-- TASK DETAILS --
Please list every line of the listing below that contains the word "booth", copying each line in full.

-- LISTED RECORDS --

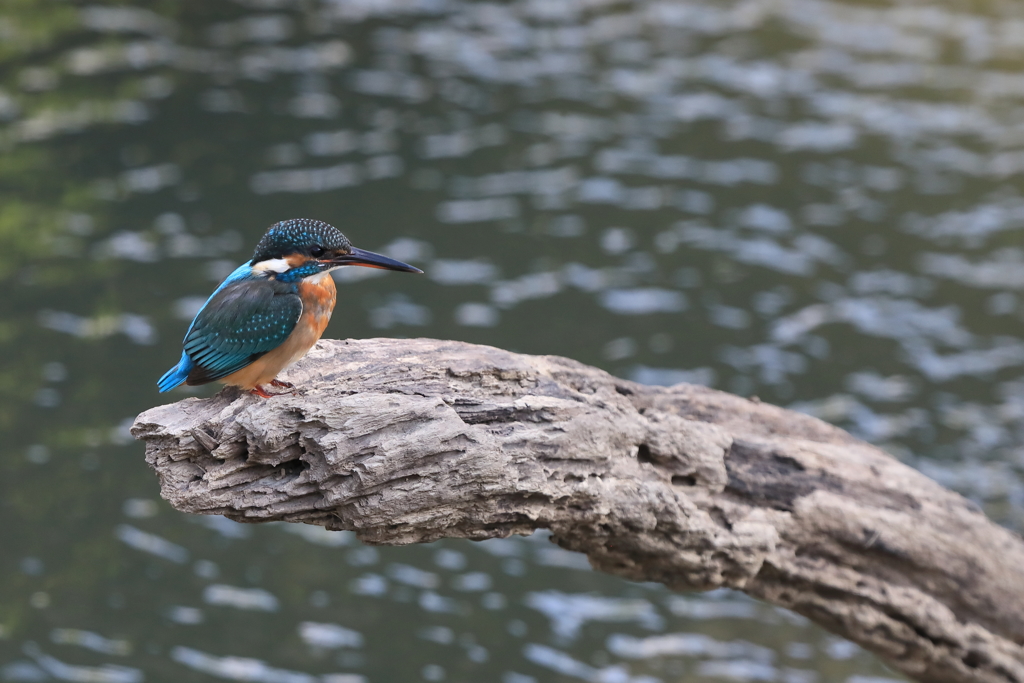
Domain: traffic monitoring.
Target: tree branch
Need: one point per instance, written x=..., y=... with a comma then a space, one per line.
x=411, y=440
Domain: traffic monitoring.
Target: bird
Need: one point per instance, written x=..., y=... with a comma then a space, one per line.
x=271, y=309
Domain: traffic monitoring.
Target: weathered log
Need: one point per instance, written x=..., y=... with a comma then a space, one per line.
x=411, y=440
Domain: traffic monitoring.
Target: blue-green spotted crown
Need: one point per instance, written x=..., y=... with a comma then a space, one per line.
x=300, y=236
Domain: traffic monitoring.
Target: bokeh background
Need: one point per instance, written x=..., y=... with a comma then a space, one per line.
x=817, y=203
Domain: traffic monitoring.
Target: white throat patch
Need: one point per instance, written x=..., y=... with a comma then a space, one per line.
x=272, y=265
x=315, y=280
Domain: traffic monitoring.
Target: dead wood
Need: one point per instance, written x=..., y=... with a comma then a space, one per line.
x=412, y=440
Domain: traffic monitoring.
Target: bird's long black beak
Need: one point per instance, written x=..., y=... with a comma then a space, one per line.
x=371, y=260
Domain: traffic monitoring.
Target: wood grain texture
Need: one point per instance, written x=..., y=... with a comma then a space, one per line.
x=411, y=440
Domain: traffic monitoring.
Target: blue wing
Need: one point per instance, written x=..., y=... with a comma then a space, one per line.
x=179, y=373
x=245, y=318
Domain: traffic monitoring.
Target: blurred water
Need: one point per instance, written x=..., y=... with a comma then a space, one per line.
x=817, y=203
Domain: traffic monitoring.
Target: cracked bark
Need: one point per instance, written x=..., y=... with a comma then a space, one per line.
x=411, y=440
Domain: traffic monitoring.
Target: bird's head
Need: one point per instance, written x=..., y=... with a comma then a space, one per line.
x=302, y=248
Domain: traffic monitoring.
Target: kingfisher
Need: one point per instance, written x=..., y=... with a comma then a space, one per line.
x=271, y=309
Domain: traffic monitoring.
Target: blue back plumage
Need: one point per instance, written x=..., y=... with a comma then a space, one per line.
x=246, y=316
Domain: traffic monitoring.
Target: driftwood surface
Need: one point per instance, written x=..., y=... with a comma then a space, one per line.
x=412, y=440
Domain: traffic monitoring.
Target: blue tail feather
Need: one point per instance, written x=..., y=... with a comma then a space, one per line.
x=176, y=375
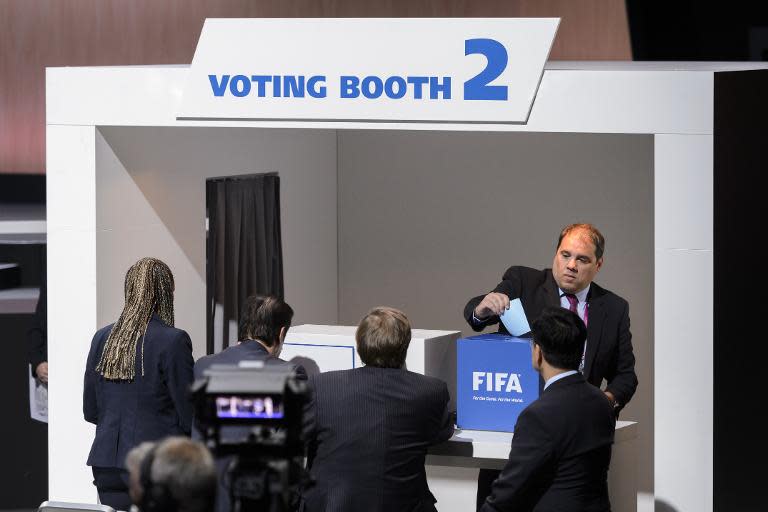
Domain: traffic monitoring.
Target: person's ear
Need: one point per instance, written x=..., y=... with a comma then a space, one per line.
x=536, y=356
x=280, y=340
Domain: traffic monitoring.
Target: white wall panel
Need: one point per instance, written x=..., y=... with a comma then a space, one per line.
x=683, y=191
x=72, y=303
x=684, y=379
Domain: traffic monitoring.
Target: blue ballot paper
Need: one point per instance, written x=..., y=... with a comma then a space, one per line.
x=514, y=319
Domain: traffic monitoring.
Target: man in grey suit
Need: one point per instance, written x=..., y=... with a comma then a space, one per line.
x=368, y=429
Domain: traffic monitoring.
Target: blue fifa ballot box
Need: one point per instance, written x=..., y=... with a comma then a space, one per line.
x=495, y=381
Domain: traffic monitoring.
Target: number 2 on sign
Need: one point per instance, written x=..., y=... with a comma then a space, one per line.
x=477, y=88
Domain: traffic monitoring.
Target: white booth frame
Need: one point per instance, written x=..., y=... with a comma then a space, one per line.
x=673, y=103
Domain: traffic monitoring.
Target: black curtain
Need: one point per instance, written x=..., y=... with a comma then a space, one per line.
x=244, y=248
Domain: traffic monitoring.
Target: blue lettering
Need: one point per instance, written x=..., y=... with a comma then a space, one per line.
x=350, y=87
x=245, y=86
x=314, y=90
x=261, y=84
x=218, y=88
x=435, y=87
x=418, y=82
x=378, y=87
x=389, y=88
x=293, y=87
x=477, y=87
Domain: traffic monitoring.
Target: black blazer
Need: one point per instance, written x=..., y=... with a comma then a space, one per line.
x=151, y=406
x=609, y=343
x=560, y=453
x=368, y=430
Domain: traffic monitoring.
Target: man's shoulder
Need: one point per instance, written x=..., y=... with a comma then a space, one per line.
x=161, y=330
x=527, y=275
x=425, y=381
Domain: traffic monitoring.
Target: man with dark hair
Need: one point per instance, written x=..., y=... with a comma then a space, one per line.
x=607, y=353
x=262, y=327
x=368, y=429
x=562, y=445
x=173, y=475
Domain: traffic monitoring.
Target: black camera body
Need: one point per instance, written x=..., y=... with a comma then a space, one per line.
x=251, y=415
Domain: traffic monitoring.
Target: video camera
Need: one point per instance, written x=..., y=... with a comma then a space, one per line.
x=251, y=416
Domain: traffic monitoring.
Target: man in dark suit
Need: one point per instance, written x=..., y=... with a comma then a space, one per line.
x=562, y=445
x=262, y=327
x=607, y=353
x=263, y=324
x=368, y=429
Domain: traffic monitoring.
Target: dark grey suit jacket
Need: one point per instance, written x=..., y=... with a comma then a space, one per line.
x=368, y=430
x=560, y=453
x=609, y=343
x=148, y=408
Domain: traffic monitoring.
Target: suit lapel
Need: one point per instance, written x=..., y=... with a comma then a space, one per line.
x=596, y=320
x=551, y=294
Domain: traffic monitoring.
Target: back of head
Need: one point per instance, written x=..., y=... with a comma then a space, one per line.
x=148, y=290
x=176, y=474
x=561, y=335
x=262, y=317
x=383, y=337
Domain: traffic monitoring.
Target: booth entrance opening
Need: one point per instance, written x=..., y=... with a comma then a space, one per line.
x=243, y=249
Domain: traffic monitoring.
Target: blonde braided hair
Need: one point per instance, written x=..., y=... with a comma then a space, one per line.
x=148, y=289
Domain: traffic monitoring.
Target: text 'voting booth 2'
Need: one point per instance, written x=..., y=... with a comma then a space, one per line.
x=495, y=381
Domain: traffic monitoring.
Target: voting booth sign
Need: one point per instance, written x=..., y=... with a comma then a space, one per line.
x=495, y=381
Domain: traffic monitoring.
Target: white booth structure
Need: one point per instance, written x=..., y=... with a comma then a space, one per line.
x=416, y=215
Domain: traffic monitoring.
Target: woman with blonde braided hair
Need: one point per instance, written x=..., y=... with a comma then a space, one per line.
x=137, y=377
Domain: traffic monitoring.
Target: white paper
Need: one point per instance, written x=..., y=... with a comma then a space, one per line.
x=514, y=319
x=38, y=399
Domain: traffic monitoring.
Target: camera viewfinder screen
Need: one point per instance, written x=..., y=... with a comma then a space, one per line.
x=249, y=407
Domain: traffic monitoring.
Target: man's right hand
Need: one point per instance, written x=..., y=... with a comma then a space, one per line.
x=492, y=304
x=42, y=372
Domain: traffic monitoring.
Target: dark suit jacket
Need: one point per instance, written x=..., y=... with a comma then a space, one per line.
x=37, y=336
x=151, y=406
x=368, y=430
x=248, y=350
x=609, y=343
x=560, y=453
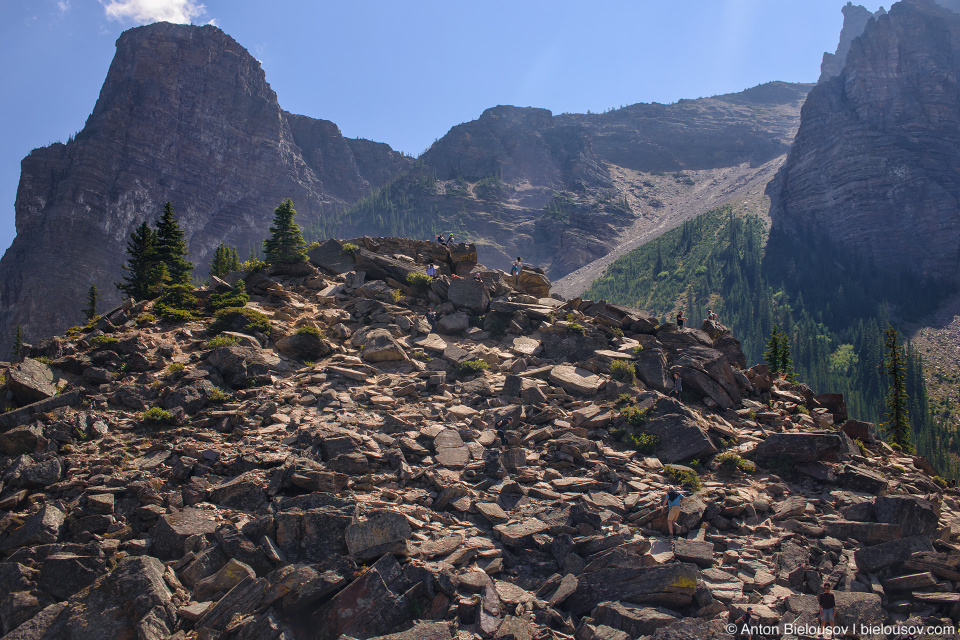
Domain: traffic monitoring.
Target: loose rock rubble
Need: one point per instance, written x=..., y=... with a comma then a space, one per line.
x=355, y=485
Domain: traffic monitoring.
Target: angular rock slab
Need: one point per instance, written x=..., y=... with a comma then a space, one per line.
x=575, y=380
x=681, y=438
x=383, y=531
x=671, y=585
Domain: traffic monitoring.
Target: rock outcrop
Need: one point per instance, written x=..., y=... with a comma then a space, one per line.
x=496, y=481
x=873, y=167
x=185, y=115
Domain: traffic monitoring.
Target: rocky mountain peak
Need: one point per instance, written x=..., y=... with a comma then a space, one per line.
x=185, y=115
x=872, y=166
x=365, y=451
x=855, y=18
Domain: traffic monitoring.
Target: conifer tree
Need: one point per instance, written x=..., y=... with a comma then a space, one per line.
x=90, y=311
x=285, y=244
x=142, y=269
x=172, y=248
x=896, y=425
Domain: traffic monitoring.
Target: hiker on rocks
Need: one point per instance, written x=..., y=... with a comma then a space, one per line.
x=828, y=604
x=672, y=503
x=746, y=620
x=501, y=427
x=677, y=385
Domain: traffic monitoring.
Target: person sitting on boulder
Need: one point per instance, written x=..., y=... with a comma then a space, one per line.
x=672, y=503
x=677, y=385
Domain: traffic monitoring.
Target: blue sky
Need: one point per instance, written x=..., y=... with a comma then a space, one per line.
x=405, y=72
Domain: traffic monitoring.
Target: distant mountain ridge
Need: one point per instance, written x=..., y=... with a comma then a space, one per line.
x=874, y=164
x=186, y=115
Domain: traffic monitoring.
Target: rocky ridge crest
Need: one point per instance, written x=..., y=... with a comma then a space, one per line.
x=339, y=472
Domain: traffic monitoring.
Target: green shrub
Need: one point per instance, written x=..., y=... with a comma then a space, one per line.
x=221, y=341
x=420, y=282
x=623, y=371
x=156, y=416
x=309, y=331
x=635, y=416
x=217, y=395
x=469, y=367
x=240, y=319
x=170, y=314
x=178, y=296
x=253, y=265
x=732, y=464
x=689, y=480
x=236, y=297
x=102, y=342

-- EXERCISE RESULT --
Target: white booth frame
Target: booth entrance opening
Target: text 'voting booth 2'
Target: voting booth sign
Target: white booth structure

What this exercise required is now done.